Parts of the exercise.
1. Transcribe the notebook excerpt on RGB to YCbCr conversion between "# access each" and "show_image(R)", inclusive.
2. Summarize the notebook excerpt on RGB to YCbCr conversion in two sentences.
3. According to the notebook excerpt on RGB to YCbCr conversion, which standard do the conversion equations follow?

Document passage.
------------------------

Important to know is that the conversion of $[0,1]$-scaled RGB to $YC_bC_r$ is done using the following equations (ITU-R BT.601 conversion):

$$ Y = 16 + ( 65.481 \cdot R + 128.553 \cdot G + 24.966 \cdot B) $$
$$ C_b = 128 + (-37.797 \cdot R - 74.203 \cdot G + 112.0 \cdot B) $$
$$ C_r = 128 + (112.0  \cdot R - 93.786 \cdot G - 18.214 \cdot B) $$

After conversion the components are handled as 8-bit unsigned integer planes.

In [10]:
# use method from skimage.io to read "color_example.jpg"
example_image = skimage.io.imread("color_example.jpg")  # TBD

show_image(example_image)

# access each color channel, and convert to [0,1] scaled values
R = example_image[:, :, 0] / 255.0
G = example_image[:, :, 1] / 255.0
B = example_image[:, :, 2] / 255.0


# show all channels
show_image(R)
show_image(G)
show_image(B)

FileNotFoundError: No such file: '/Users/basharatnaeem/Documents/color_example.jpg'

In [1]:
# just as a fun step, we create a new image (with same dimensions), and swap the channels to BGR
#   important if you use the R,G,B values from the previous cell, rescale to [0,255] values

channel_swap = np.zeros(example_image.shape, dtype=np.uint8)
channel_swap[:, :, 0] = (B * 255).astype(np.uint8)
channel_swap[:, :, 1] = (G * 255).astype(np.uint8)
channel_swap[:, :, 2] = (R * 255).astype(np.uint8)



# and we show the channel swapped image
show_image(channel_swap)

NameError: name 'np' is not defined

In [2]:
# lets now convert the R,G,B image to Y, C_b, C_r
Y  = 16   + (65.481 * R + 128.553 * G + 24.966 * B)
Cb = 128  + (-37.797 * R - 74.203 * G + 112.0 * B)
Cr = 128  + (112.0 * R - 93.786 * G - 18.214 * B)



# important convert type to uint8 
Y = np.clip(Y, 0, 255).astype(np.uint8)
Cb = np.clip(Cb, 0, 255).astype(np.uint8)
Cr = np.clip(Cr, 0, 255).astype(np.uint8)


show_image(Y)
show_image(Cb)
show_image(Cr)

NameError: name 'R' is not defined

In [3]:
# put the steps before for RGB to Y C_b C_r conversion into one method
def rgb_to_y_cb_cr(img_rgb):
    """ method to convert a given RGB image to YC_bC_r according to the steps before,
    """
    
    R = img_rgb[:, :, 0] / 255.0
    G = img_rgb[:, :, 1] / 255.0
    B = img_rgb[:, :, 2] / 255.0

    Y  = 16   + (65.481 * R + 128.553 * G + 24.966 * B)
    Cb = 128  + (-37.797 * R - 74.203 * G + 112.0 * B)

------------------------

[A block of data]
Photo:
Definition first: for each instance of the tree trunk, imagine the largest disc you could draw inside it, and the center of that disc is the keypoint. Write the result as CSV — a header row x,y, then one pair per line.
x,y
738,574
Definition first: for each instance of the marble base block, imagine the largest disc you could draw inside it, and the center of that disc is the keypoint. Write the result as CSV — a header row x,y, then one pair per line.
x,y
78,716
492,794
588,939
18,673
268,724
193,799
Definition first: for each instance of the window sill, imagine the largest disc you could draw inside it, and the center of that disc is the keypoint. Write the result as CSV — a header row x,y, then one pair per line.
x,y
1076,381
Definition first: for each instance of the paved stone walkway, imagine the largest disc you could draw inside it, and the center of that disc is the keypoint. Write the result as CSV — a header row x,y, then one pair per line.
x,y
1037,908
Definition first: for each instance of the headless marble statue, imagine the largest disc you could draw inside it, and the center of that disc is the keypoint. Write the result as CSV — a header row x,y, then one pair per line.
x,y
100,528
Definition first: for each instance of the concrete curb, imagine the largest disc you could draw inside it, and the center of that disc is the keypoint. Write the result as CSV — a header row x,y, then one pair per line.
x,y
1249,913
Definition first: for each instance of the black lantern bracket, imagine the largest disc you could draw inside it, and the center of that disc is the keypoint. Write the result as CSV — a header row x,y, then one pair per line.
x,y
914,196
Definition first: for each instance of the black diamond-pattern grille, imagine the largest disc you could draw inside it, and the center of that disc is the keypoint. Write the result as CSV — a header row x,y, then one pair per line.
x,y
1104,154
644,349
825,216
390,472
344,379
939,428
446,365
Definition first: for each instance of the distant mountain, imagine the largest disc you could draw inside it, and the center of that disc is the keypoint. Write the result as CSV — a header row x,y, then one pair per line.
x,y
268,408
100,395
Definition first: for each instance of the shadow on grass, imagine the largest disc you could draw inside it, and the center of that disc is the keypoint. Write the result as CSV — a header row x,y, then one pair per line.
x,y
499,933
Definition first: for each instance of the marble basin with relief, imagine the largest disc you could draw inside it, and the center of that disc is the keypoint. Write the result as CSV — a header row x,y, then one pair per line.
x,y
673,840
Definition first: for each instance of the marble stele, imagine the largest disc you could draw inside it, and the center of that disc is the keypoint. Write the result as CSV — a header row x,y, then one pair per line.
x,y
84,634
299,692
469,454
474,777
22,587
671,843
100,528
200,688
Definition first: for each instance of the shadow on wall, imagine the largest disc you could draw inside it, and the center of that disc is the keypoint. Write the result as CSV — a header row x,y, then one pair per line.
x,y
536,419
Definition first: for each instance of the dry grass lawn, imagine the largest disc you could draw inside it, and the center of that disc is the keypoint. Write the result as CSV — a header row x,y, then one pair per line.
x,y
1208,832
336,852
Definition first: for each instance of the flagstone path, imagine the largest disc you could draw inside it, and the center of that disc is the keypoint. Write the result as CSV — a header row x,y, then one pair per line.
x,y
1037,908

------------------------

Solutions by task.
1.
# access each color channel, and convert to [0,1] scaled values
R = example_image[:, :, 0] / 255.0
G = example_image[:, :, 1] / 255.0
B = example_image[:, :, 2] / 255.0


# show all channels
show_image(R)

2. The excerpt gives the ITU-R BT.601 equations for converting [0,1]-scaled RGB to YCbCr and notes that the resulting components are handled as 8-bit unsigned integer planes. Its code reads an image, scales each color channel to [0,1], swaps the channels to BGR, applies the equations, clips and casts the results to uint8, and begins combining these steps into one method, with some runs ending in FileNotFoundError or NameError.

3. ITU-R BT.601.